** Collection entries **
=-=-=
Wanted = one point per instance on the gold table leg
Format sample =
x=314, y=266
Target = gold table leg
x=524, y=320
=-=-=
Recast every line of the material above as a JSON list of strings, one string per line, skipping any blank lines.

[
  "Wanted = one point per instance on the gold table leg",
  "Format sample =",
  "x=314, y=266",
  "Target = gold table leg",
  "x=524, y=320"
]